Required tasks -
1. Sum up the concert diary below in two sentences.
2. Reproduce the part of the concert diary below starting with "Here ya go, folks, my" and going on through "big fat zero.".

Quoted passage -
▼

Here ya go, folks, my tell-all diary of a one-night stand with NXNW 2000.
 
9 PM: Norfolk and Western
The hype was heavy for this local outfit when I asked around at the titty bar the night before. There's a Portland sound, ya know, and this band is it in a nutshell. And I'm no fan. Yawn. It's melodic, guitar oriented, Elliot Smith-y, three vertebrae up from shoe-gazer dopey rock. No head bobbing, just buy the cd and play it on a rainy day while you're cooking dinner or cleaning house in your pre-yuppie bohemia.
A lot of people turned out for this show, even though Norfolk and Western are local and you can presumably see them any time for less money and easier parking. Outfit of choice was khakis with tucked-in shirts. Smart guy stuff. Wire rim glasses and undyed hair. Natural fibers with Patagonia shells instead of leather coats. Cute guy factor was a big fat zero.

▲

Records -
▼

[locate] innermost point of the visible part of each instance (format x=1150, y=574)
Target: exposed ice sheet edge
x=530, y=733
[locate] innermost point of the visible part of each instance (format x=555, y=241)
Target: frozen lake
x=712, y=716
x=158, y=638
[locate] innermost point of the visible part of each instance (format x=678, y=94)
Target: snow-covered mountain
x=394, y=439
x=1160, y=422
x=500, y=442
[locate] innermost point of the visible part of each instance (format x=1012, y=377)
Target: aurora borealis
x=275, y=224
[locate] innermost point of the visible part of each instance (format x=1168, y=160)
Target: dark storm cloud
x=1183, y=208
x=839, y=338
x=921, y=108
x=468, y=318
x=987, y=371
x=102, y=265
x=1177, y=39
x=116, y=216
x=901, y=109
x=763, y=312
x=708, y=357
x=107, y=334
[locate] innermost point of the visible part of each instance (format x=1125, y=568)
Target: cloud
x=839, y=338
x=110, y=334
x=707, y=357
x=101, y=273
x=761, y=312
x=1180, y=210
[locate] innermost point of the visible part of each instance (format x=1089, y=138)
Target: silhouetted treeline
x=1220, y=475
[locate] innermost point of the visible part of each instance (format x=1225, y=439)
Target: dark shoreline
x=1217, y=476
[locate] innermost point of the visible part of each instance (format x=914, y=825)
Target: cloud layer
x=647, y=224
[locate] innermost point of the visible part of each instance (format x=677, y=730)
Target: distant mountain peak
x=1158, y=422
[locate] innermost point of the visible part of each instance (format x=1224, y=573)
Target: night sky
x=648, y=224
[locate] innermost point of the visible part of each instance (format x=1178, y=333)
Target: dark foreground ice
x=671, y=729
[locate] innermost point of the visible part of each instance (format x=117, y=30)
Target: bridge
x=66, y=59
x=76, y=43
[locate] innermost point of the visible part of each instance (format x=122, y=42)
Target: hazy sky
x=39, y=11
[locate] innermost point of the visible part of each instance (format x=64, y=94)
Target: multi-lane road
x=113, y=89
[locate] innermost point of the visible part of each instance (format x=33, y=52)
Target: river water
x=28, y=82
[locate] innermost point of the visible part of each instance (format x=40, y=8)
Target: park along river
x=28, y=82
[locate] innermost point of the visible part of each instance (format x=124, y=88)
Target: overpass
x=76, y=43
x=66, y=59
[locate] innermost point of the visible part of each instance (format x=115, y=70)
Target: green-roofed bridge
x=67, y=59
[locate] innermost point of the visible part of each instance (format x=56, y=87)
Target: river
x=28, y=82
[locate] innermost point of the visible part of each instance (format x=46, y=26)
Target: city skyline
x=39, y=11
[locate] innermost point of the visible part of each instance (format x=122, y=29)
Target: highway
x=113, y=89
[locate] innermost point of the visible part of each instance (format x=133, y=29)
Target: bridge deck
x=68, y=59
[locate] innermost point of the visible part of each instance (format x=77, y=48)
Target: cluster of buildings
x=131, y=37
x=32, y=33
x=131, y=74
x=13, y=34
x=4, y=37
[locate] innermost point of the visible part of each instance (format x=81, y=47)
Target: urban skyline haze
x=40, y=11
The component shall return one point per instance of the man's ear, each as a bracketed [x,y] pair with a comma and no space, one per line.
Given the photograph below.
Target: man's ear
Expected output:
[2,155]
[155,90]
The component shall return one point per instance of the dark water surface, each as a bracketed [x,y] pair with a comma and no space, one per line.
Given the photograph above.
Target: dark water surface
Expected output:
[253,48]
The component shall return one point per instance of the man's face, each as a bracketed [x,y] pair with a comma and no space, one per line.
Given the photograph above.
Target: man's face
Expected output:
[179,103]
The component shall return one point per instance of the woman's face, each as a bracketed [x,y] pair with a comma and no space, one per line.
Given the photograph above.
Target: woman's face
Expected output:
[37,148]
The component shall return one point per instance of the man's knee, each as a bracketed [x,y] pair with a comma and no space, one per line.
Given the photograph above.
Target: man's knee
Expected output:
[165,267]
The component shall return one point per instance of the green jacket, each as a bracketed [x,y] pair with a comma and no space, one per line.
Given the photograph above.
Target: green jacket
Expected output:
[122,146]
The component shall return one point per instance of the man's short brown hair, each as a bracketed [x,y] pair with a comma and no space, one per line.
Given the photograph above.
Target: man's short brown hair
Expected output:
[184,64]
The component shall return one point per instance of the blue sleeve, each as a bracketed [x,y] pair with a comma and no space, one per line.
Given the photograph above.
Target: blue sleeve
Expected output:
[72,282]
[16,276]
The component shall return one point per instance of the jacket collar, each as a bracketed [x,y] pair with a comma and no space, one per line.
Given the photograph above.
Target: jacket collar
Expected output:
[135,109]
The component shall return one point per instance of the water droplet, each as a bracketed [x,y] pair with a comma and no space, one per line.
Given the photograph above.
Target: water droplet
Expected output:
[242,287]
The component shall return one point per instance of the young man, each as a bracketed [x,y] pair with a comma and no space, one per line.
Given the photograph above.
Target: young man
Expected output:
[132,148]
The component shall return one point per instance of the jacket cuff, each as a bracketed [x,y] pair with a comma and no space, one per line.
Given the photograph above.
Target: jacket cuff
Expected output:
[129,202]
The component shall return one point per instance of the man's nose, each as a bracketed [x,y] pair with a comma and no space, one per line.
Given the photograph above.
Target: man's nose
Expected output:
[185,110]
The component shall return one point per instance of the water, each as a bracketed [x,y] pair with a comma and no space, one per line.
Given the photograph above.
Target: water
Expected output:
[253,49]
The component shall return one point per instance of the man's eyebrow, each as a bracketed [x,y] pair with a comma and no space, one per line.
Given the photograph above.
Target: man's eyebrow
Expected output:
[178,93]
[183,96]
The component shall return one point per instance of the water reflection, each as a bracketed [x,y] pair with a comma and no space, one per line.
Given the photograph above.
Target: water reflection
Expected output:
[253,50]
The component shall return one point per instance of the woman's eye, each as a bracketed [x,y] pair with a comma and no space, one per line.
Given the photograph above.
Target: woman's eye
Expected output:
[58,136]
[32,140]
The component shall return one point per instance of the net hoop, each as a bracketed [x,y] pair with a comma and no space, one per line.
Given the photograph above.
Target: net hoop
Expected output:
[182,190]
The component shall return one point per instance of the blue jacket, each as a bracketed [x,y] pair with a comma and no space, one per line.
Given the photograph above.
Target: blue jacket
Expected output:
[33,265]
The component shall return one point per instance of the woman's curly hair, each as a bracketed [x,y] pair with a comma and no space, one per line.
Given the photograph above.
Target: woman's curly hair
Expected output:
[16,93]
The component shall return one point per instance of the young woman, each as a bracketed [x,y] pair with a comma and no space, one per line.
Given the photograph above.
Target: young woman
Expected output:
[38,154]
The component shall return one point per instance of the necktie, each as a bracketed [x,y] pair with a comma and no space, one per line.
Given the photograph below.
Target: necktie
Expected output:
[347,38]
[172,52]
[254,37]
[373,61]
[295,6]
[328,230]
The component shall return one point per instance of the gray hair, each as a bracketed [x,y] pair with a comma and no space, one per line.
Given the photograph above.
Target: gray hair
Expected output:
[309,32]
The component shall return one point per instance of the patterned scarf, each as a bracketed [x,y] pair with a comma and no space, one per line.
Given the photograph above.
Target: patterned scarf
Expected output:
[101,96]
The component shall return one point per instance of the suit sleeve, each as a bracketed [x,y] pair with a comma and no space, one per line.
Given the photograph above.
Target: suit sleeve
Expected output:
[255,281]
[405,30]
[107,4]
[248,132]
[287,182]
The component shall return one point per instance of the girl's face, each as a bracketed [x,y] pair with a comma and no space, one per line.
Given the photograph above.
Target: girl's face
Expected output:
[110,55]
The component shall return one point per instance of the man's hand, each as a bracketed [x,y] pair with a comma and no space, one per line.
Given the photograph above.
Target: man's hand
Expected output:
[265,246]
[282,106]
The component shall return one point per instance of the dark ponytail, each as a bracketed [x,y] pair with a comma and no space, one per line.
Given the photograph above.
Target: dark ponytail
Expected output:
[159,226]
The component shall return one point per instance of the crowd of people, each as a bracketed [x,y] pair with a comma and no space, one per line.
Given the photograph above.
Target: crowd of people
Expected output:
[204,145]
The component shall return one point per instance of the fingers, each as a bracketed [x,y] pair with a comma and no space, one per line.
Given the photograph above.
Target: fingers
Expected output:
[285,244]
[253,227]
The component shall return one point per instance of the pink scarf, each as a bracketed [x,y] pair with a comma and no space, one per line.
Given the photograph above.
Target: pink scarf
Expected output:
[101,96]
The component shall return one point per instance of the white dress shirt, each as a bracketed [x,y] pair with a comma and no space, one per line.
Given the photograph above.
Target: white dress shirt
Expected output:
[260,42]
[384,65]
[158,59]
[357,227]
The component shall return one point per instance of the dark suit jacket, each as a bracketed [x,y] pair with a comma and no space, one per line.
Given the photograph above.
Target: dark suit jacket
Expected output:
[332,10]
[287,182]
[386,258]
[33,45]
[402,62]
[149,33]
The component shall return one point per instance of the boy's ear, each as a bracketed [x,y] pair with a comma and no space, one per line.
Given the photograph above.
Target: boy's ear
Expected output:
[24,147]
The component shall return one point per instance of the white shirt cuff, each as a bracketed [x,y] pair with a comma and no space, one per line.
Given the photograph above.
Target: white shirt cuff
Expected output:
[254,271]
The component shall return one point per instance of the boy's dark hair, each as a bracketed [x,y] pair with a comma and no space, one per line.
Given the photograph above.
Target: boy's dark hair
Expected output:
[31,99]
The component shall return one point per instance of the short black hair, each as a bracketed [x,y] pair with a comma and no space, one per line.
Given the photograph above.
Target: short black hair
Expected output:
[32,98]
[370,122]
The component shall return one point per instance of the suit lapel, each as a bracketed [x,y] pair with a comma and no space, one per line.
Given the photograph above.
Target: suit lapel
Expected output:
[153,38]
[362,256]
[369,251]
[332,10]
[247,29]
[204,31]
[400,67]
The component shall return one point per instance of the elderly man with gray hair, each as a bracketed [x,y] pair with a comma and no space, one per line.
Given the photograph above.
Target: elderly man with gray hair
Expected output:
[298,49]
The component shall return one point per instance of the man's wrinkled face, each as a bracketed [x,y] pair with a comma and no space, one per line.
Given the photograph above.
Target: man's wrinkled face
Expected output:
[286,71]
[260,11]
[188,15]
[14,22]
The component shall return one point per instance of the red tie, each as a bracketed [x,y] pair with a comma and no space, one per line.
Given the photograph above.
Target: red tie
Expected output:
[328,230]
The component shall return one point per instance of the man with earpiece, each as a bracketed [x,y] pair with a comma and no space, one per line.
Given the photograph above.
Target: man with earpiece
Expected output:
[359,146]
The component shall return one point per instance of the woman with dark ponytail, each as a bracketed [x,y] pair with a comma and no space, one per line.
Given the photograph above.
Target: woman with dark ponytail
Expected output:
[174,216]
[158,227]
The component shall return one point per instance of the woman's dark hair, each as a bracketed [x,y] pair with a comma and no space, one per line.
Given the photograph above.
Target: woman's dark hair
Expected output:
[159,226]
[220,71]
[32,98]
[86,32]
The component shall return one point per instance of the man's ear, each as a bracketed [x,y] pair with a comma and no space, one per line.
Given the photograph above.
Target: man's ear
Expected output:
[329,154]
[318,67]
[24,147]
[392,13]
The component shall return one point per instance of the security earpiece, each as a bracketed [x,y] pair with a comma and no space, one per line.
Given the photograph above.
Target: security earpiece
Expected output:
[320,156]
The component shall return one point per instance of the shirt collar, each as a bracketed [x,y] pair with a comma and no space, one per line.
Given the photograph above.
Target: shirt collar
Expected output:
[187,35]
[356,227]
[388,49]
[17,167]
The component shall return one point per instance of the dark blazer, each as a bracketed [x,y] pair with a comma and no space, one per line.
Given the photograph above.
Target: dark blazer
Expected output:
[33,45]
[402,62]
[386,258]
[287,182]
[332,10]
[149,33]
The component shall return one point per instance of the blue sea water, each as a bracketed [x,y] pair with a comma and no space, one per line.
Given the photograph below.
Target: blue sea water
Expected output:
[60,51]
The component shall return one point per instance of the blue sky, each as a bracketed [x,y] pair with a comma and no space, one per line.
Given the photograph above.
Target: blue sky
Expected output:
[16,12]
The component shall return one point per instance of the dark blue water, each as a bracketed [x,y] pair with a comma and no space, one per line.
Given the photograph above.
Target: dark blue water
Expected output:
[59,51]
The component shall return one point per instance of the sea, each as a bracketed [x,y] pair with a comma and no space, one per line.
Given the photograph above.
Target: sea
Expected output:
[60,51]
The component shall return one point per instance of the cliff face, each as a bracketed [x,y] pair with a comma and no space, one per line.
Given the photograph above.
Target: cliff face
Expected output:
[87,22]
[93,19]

▲

Exercise results -
1. At NXNW 2000, the writer found the 9 PM set by Norfolk and Western, a local band, to be a dull case of the melodic, guitar-driven Portland sound. A lot of people came anyway, and the crowd wore khakis, tucked-in shirts, wire-rim glasses and Patagonia shells.

2.
Here ya go, folks, my tell-all diary of a one-night stand with NXNW 2000.
 
9 PM: Norfolk and Western
The hype was heavy for this local outfit when I asked around at the titty bar the night before. There's a Portland sound, ya know, and this band is it in a nutshell. And I'm no fan. Yawn. It's melodic, guitar oriented, Elliot Smith-y, three vertebrae up from shoe-gazer dopey rock. No head bobbing, just buy the cd and play it on a rainy day while you're cooking dinner or cleaning house in your pre-yuppie bohemia.
A lot of people turned out for this show, even though Norfolk and Western are local and you can presumably see them any time for less money and easier parking. Outfit of choice was khakis with tucked-in shirts. Smart guy stuff. Wire rim glasses and undyed hair. Natural fibers with Patagonia shells instead of leather coats. Cute guy factor was a big fat zero.